Reproduce the entries below word for word, beginning with the line that contains "of the overcast" and continuing through the final line of the entries.
★ ★ ★
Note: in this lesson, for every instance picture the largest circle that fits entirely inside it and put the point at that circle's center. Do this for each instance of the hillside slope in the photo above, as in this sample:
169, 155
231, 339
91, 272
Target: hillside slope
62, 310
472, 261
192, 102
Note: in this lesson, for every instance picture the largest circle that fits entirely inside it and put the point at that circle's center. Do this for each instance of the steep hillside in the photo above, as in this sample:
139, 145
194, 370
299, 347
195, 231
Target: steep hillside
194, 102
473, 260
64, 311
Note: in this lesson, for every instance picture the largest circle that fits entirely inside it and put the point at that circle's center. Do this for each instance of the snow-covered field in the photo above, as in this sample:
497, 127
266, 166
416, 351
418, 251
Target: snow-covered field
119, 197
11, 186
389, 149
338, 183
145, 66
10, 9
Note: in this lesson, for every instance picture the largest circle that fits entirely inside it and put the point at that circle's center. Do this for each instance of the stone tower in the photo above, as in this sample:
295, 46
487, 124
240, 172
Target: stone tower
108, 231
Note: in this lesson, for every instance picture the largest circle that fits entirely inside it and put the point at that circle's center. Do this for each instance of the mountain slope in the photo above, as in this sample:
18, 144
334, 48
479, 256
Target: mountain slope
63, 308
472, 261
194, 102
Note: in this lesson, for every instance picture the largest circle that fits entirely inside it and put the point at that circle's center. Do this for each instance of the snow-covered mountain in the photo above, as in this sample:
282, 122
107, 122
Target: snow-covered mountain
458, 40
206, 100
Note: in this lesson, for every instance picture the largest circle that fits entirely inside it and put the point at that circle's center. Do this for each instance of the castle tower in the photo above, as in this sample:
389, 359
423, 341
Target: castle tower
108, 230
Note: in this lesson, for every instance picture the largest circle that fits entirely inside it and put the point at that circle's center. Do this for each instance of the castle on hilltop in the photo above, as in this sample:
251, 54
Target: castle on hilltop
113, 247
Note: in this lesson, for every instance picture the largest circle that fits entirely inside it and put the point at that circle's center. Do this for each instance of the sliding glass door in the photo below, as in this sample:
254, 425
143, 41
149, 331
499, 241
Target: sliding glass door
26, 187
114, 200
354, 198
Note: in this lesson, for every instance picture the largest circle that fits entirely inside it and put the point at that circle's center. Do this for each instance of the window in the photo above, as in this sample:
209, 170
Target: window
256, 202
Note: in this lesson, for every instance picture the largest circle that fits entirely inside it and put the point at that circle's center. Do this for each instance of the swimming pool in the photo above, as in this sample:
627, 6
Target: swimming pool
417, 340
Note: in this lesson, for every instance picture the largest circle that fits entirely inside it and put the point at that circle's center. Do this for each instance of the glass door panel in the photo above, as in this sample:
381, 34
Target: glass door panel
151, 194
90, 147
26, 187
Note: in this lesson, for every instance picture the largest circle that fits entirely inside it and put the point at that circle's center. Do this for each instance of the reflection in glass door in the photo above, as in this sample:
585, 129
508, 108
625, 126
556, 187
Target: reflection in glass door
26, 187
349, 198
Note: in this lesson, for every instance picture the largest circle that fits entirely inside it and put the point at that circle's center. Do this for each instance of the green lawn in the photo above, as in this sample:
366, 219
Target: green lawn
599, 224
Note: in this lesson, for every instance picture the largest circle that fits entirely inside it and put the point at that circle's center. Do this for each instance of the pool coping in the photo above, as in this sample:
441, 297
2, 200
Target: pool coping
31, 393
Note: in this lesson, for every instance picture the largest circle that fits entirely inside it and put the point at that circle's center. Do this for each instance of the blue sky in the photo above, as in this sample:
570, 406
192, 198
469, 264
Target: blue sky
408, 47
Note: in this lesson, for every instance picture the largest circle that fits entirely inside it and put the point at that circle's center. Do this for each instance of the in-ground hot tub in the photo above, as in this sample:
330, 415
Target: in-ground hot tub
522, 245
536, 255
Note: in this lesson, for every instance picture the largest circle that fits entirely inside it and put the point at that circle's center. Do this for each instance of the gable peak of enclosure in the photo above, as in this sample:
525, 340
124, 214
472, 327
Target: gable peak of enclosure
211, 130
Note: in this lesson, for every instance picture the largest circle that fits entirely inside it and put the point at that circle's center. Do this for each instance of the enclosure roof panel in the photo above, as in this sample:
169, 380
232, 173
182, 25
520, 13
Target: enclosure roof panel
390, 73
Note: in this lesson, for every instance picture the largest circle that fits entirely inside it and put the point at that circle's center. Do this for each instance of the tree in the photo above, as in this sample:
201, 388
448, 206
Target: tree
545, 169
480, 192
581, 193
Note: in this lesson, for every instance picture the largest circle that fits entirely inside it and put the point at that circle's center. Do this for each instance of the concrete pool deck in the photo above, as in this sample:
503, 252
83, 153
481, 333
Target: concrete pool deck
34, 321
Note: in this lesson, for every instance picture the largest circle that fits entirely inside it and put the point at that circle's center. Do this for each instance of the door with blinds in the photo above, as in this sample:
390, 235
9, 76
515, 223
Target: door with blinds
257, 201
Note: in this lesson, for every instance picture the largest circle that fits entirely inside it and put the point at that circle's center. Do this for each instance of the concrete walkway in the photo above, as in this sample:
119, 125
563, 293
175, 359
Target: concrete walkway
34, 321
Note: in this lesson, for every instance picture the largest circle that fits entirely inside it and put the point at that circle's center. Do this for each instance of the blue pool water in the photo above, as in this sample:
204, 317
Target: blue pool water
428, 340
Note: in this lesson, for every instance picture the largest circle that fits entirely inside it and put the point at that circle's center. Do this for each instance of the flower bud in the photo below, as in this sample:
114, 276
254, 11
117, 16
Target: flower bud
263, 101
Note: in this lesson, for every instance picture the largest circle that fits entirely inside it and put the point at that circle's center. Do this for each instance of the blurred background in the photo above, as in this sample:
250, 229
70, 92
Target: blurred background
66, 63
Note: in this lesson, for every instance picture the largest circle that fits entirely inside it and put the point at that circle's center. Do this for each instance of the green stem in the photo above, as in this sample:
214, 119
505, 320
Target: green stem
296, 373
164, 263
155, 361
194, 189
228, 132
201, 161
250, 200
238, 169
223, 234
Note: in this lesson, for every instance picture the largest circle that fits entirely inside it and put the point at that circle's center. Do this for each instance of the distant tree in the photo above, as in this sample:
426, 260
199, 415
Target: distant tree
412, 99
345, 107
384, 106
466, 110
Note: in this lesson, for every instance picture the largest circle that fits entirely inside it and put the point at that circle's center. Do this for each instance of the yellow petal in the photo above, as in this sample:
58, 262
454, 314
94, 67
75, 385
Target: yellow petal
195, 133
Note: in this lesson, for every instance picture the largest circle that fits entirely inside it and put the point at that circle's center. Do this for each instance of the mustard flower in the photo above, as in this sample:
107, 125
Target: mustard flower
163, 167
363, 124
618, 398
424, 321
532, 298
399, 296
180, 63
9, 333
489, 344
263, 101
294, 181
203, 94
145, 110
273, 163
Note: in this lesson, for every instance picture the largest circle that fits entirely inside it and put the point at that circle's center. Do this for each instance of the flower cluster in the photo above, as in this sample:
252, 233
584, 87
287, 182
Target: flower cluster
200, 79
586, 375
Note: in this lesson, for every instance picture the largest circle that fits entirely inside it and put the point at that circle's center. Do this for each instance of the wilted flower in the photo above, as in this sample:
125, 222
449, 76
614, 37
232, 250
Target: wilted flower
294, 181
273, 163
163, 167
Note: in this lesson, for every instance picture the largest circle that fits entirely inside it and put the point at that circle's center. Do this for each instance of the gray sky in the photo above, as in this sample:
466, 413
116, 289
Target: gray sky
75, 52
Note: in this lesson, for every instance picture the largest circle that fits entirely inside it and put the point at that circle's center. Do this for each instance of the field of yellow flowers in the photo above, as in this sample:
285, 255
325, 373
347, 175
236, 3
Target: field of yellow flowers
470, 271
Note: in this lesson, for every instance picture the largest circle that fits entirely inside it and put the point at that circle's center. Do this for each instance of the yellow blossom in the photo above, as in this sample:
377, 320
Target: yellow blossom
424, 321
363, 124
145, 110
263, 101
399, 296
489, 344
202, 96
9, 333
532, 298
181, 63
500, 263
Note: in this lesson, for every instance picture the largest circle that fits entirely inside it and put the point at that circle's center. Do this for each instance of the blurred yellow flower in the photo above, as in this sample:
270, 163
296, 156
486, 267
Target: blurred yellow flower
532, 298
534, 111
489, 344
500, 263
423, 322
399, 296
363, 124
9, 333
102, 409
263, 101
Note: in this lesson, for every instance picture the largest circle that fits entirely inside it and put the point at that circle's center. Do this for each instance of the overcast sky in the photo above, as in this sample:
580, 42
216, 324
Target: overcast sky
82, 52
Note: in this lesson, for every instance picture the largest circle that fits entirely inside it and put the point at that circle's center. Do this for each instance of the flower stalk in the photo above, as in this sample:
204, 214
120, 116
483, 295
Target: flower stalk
★ ★ ★
**Solved exercise**
Note: in this lesson, for every instance picture the largest circle that fits entirely inside it and put the point at that circle's center. Do this for each instance of the overcast sky in the photo above, as in this sample:
580, 42
216, 324
Target: overcast sky
82, 52
Note: in this lesson, for every instance picture the largest circle that fits entirely inside it and put the point at that circle's center. Do this for each instance of the flower stalk in the photo above, as in this sample:
204, 214
120, 116
483, 295
Target: flower stalk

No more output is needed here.